En plus d’être un des poèmes les plus connus de la littérature russe, Le Cavalier de Bronze offre aussi un portrait ambigu et saisissant de Saint-Pétersbourg, loin de la littérature officielle.

L’œuvre de Pouchkine est, en majeure partie, composée en vers. Cette bibliographie versifiée, assez importante, est constituée de différents genres, aussi bien des odes que de pièces de théâtre et même de long poèmes narratifs. Parmi ceux-ci, le plus célèbre reste sans doute Медный Всадник, littéralement Le Cavalier de Cuivre, mais que l’on traduit généralement en français par Le Cavalier de bronze (ou d’airain). Le poème est d’autant plus connu qu’en Russie, certaines parties sont même apprises par coeur (entre autres cette fameuse déclaration d’amour à Saint-Pétersbourg, “Je t’aime, création de Pierre…”).

Le titre fait référence à une célèbre statue équestre de Pierre le Grand qui se dresse sur l’actuelle Place du Sénat à Saint-Pétersbourg.
Or, Pierre 1er, c’est le fondateur de Saint-Pétersbourg. C’est lui qui, non seulement a voulu faire construire cette ville, mais en a fait sa capitale ainsi qu’une preuve de l’ouverture de son régime vers l’Occident.
Composé en 1833, le poème est constitué d’un prologue et de deux parties ; or, jusqu’en 1838 (un an après la mort de Pouchkine), seul le prologue était publié, le reste étant censuré.
Pourquoi donc une œuvre considérée aujourd’hui comme un classique incontournable a été frappée par la censure ?

Le cavalier de Bronze est une des premières œuvres littéraire à offrir une vision volontiers sombre de la ville.
Le poème est construit sur un contraste majeur. Le prologue propose une vision monumentale, un ode, un chant d’amour et d’admiration à Saint-Pétersbourg. La ville élève ses monuments majestueux là où, auparavant, ne se trouvaient que des marais. Elle est la marque à la fois de la grandeur créatrice de Pierre 1er et de la domination de l’homme sur la nature. Pouchkine insiste sur la Néva prise dans son lit, environnée du granit des quais, image de force et de stabilité, sur les canaux et les ponts, bref sur tout ce qui permet de dompter la force du fleuve. Saint-Pétersbourg est alors bien plus qu’une ville, elle est une œuvre d’art qui reflète aussi bien l’aspect démiurgique de son créateur que la grandeur de l’empire.

Le contraste n’en est que plus terrible lorsque nous abordons la première partie…

Dans cette partie, Pouchkine décrit la terrible inondation de 1824. Et comme l’auteur, en poète majeur, sait que de bonnes images valent mieux que de trop nombreuses paroles, il va appuyer sa description de la catastrophe sur deux images fortes.

## DONNÉES SOURCES
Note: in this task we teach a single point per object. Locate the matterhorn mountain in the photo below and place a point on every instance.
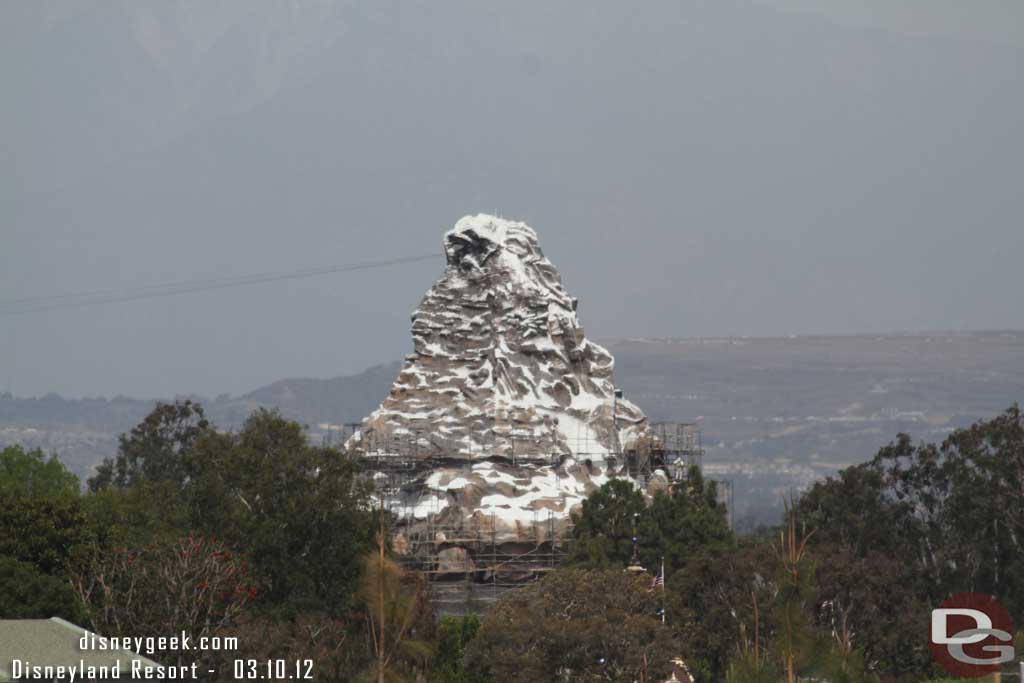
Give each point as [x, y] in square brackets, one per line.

## TRAVAIL DEMANDÉ
Dans le passage cité, reprenez sous forme de liste à puces plus courte le paragraphe qui commence par « L’œuvre de Pouchkine est », en gardant ses faits principaux.

## RÉPONSE COMPLÈTE
- L’œuvre de Pouchkine est surtout en vers. Elle compte des odes, des pièces de théâtre et de longs poèmes narratifs.
- Le plus célèbre de ces poèmes narratifs est sans doute Медный Всадник. Son titre signifie littéralement « Le Cavalier de cuivre ». On le traduit généralement par « Le Cavalier de bronze » (ou d’airain).
- En Russie, on en apprend certaines parties par cœur, dont la déclaration d’amour à Saint-Pétersbourg « Je t’aime, création de Pierre… ».